TASK ITEM → Only the images get left out; everything else in the records is to be transcribed exactly.

++++

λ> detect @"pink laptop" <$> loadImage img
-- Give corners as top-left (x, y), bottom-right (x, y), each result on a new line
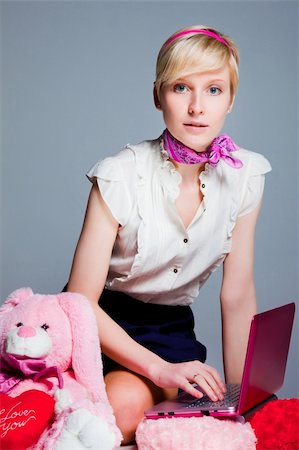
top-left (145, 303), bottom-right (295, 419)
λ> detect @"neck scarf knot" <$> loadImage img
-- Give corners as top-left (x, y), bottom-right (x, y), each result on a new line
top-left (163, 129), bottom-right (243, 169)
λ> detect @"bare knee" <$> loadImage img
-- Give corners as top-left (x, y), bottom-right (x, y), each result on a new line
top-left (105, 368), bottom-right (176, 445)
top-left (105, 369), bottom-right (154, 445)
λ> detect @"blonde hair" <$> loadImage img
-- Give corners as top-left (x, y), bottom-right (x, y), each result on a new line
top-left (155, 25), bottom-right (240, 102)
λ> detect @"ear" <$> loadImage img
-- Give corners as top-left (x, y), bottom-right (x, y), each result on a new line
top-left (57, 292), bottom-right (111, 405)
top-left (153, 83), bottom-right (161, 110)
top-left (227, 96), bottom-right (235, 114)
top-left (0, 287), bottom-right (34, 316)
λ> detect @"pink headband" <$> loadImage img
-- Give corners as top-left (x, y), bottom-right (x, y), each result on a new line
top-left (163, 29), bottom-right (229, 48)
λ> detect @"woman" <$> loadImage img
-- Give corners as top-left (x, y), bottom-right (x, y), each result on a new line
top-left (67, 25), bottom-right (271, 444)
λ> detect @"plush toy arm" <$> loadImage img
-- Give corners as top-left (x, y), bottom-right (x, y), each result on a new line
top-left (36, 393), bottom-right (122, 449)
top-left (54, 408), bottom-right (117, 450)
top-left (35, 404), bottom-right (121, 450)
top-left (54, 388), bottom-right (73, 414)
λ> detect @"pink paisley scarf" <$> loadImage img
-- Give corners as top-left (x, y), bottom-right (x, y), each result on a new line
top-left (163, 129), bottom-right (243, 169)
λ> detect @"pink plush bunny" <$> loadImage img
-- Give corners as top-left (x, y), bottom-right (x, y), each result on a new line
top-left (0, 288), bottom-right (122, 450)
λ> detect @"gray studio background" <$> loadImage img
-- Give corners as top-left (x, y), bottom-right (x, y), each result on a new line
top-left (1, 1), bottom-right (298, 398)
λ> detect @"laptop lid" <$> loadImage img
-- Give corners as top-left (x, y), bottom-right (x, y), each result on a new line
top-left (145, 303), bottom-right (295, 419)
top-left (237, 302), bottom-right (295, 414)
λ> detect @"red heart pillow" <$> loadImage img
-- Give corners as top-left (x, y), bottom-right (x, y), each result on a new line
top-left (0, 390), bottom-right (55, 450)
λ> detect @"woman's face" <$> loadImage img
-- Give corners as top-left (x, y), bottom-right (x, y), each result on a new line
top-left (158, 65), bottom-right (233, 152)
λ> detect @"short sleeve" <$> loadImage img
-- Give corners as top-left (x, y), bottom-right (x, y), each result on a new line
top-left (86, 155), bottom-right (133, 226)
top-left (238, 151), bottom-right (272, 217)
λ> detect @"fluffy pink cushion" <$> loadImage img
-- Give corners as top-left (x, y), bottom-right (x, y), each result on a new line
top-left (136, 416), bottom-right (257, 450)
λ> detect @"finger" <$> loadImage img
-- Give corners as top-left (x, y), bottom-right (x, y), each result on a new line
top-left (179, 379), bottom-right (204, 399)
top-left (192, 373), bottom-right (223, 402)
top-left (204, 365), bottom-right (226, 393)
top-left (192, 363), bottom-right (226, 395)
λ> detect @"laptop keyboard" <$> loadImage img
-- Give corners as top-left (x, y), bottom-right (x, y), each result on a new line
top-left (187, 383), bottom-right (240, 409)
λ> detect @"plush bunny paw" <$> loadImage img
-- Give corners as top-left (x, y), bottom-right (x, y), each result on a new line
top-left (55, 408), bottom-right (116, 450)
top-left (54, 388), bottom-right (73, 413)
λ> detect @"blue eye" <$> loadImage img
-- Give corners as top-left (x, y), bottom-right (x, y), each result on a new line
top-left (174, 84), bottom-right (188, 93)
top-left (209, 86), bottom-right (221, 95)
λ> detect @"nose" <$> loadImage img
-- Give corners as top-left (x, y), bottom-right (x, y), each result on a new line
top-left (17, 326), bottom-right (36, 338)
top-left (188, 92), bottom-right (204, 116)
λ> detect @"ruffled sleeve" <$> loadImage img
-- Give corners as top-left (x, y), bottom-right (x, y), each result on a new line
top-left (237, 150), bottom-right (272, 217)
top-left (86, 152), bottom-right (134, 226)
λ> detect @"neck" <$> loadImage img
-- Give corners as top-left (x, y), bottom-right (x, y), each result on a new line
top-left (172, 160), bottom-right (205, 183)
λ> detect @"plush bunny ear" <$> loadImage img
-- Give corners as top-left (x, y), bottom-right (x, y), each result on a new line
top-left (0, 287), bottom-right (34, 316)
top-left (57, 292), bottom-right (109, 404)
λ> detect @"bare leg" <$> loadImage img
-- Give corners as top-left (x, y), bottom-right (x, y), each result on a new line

++++

SOLVED EXERCISE →
λ> detect @"pink laptop" <$> loadImage img
-- Give corners as top-left (x, y), bottom-right (x, y), each result on a new line
top-left (145, 303), bottom-right (295, 419)
λ> detect @"neck scarf knot" <$> loadImage img
-- Give corners as top-left (x, y), bottom-right (x, y), each result on a new line
top-left (163, 129), bottom-right (243, 169)
λ> detect @"bare knee" <$> loadImage img
-- Give corners as top-left (x, y), bottom-right (x, y), each result on a new line
top-left (105, 368), bottom-right (176, 445)
top-left (105, 369), bottom-right (154, 445)
λ> detect @"blonde hair" <$> loadImage img
-- Give corners as top-left (x, y), bottom-right (x, y), each result on a new line
top-left (155, 25), bottom-right (240, 102)
λ> detect @"ear" <$> loadImage img
-- Give corners as top-left (x, y), bottom-right (x, y), each result on a new line
top-left (57, 292), bottom-right (111, 405)
top-left (153, 83), bottom-right (161, 110)
top-left (227, 96), bottom-right (235, 114)
top-left (0, 287), bottom-right (34, 316)
λ> detect @"pink headband" <$> loadImage img
-- Give corners as top-left (x, y), bottom-right (x, y), each result on a new line
top-left (163, 29), bottom-right (229, 48)
λ> detect @"woman" <$> loadImage img
-- Give corners as top-left (x, y), bottom-right (x, y), each result on a new line
top-left (67, 25), bottom-right (271, 444)
λ> detect @"plush toy arm" <$> loadImage img
-- Give corners as top-left (x, y), bottom-right (x, y), each result on a new line
top-left (36, 393), bottom-right (122, 449)
top-left (54, 408), bottom-right (117, 450)
top-left (35, 404), bottom-right (121, 450)
top-left (54, 388), bottom-right (73, 414)
λ> detect @"pink paisley scarf" <$> loadImage img
-- Give corners as top-left (x, y), bottom-right (x, y), each result on a new line
top-left (163, 129), bottom-right (243, 169)
λ> detect @"pink plush bunny" <$> loadImage img
-- Give corners as top-left (x, y), bottom-right (x, y), each result on a new line
top-left (0, 288), bottom-right (122, 450)
λ> detect @"gray studio background" <$> loadImage img
-- Give corners as top-left (x, y), bottom-right (x, y), each result on a new line
top-left (1, 1), bottom-right (298, 398)
λ> detect @"laptop lid" <$> loadImage img
-- Give corners as top-left (x, y), bottom-right (x, y), each result on a new line
top-left (145, 303), bottom-right (295, 419)
top-left (237, 302), bottom-right (295, 414)
λ> detect @"red heart pillow" <$> loadImage img
-- Give corners as top-left (x, y), bottom-right (x, y), each result on a new line
top-left (0, 390), bottom-right (55, 450)
λ> detect @"woman's face" <$> loadImage img
-- Give corners as top-left (x, y), bottom-right (x, y), each result on a new line
top-left (158, 65), bottom-right (233, 152)
λ> detect @"short sleeve" <$> loadImage img
-- Give corners as top-left (x, y), bottom-right (x, y), each result on a new line
top-left (86, 155), bottom-right (133, 226)
top-left (238, 151), bottom-right (272, 217)
λ> detect @"fluffy pink cushion" <$> loadImage img
-- Give corners as top-left (x, y), bottom-right (x, y), each result on a new line
top-left (136, 416), bottom-right (257, 450)
λ> detect @"finger" <$> loadImage img
-- Give corners as top-left (x, y), bottom-right (x, y), each result on a new line
top-left (179, 379), bottom-right (204, 399)
top-left (192, 373), bottom-right (223, 402)
top-left (204, 365), bottom-right (226, 393)
top-left (192, 363), bottom-right (226, 395)
λ> detect @"laptop keyboard" <$> loadImage img
-- Give corners as top-left (x, y), bottom-right (x, y), each result on a new line
top-left (187, 383), bottom-right (240, 409)
λ> detect @"plush bunny paw" <$> loadImage img
-- Give corners as top-left (x, y), bottom-right (x, y), each result on a new line
top-left (55, 408), bottom-right (116, 450)
top-left (54, 388), bottom-right (73, 413)
λ> detect @"blue eye" <$> loadImage img
-- Give corners as top-left (x, y), bottom-right (x, y), each result on a new line
top-left (174, 84), bottom-right (188, 93)
top-left (209, 86), bottom-right (221, 95)
λ> detect @"nose" <$> loadImage img
-- Give corners as top-left (x, y), bottom-right (x, y), each result on a new line
top-left (17, 326), bottom-right (36, 338)
top-left (188, 92), bottom-right (204, 116)
λ> detect @"ruffled sleeve" <$> loadImage img
-- Give corners as top-left (x, y), bottom-right (x, y), each result on a new line
top-left (237, 150), bottom-right (272, 217)
top-left (86, 152), bottom-right (134, 226)
λ> detect @"neck" <$> loadImage img
-- Give corners as top-left (x, y), bottom-right (x, y), each result on a new line
top-left (172, 160), bottom-right (205, 183)
λ> detect @"plush bunny ear" <$> loadImage img
-- Give corners as top-left (x, y), bottom-right (x, y), each result on a new line
top-left (0, 287), bottom-right (34, 316)
top-left (57, 292), bottom-right (109, 404)
λ> detect @"bare leg" <$> loadImage img
-- Give corners as top-left (x, y), bottom-right (x, y), each result on a new line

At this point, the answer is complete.